Reading text =
A physician and political activist, Ana Livia Cordero helped bring medical services to rural Puerto Rico. 

Ana Livia Cordero with children
Ana Livia Cordero with children, 1958-1966. Papers of Ana Livia Cordero. Hollis #: 8000987945

Cordero graduated from Columbia University Medical School in 1953 and returned to Puerto Rico to work with rural communities. In 1961, she and her husband, the civil rights activist Julian Mayfield, moved to Ghana, where Cordero served as the personal physician for W.E.B. Du Bois and ran a women’s health clinic.

When President Nkrumah fell from power, Cordero was expelled from Ghana. She and Mayfield divorced, and Cordero returned to Puerto Rico where she became involved with Movimiento Pro Independencia. In 1967, she organized Proyecto Piloto de Trabajo con el Pueblo, which sought to address the decolonization struggle of Puerto Rico through education.

Cordero was arrested by Puerto Rican police in 1968 and accused of fomenting revolution. As a result, she curtailed her public activism during most of the 1970s, preferring to work informally "underground" with friends and fellow activists to try to advance the issue of Puerto Rican independence. She was also involved in several intra-Caribbean and international efforts to support Central African revolution during the 1980s.

Point localization data:
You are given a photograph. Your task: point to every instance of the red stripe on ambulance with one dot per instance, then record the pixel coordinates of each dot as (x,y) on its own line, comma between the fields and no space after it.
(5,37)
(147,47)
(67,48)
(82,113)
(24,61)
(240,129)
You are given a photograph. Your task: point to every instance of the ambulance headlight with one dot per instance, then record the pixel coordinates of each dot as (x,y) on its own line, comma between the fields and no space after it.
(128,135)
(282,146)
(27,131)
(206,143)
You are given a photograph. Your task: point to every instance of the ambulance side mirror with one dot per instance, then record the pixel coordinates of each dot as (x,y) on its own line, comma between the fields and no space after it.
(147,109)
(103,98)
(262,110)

Tasks to carry out =
1. Copy the text about Ana Livia Cordero starting with "Cordero was arrested" and going on through "during the 1980s.", substituting "reduced" for "curtailed".
2. For each statement below, say yes or no according to the text about Ana Livia Cordero, and quote the words that decide it.
(a) Cordero graduated from Columbia University Medical School in 1953.
(b) Cordero moved to Ghana by herself.
(c) Puerto Rican police arrested Cordero in 1967.

Task-by-task outputs =
1.
Cordero was arrested by Puerto Rican police in 1968 and accused of fomenting revolution. As a result, she reduced her public activism during most of the 1970s, preferring to work informally "underground" with friends and fellow activists to try to advance the issue of Puerto Rican independence. She was also involved in several intra-Caribbean and international efforts to support Central African revolution during the 1980s.

2.
(a) Yes: "Cordero graduated from Columbia University Medical School in 1953"
(b) No: "she and her husband, the civil rights activist Julian Mayfield, moved to Ghana"
(c) No: "Cordero was arrested by Puerto Rican police in 1968"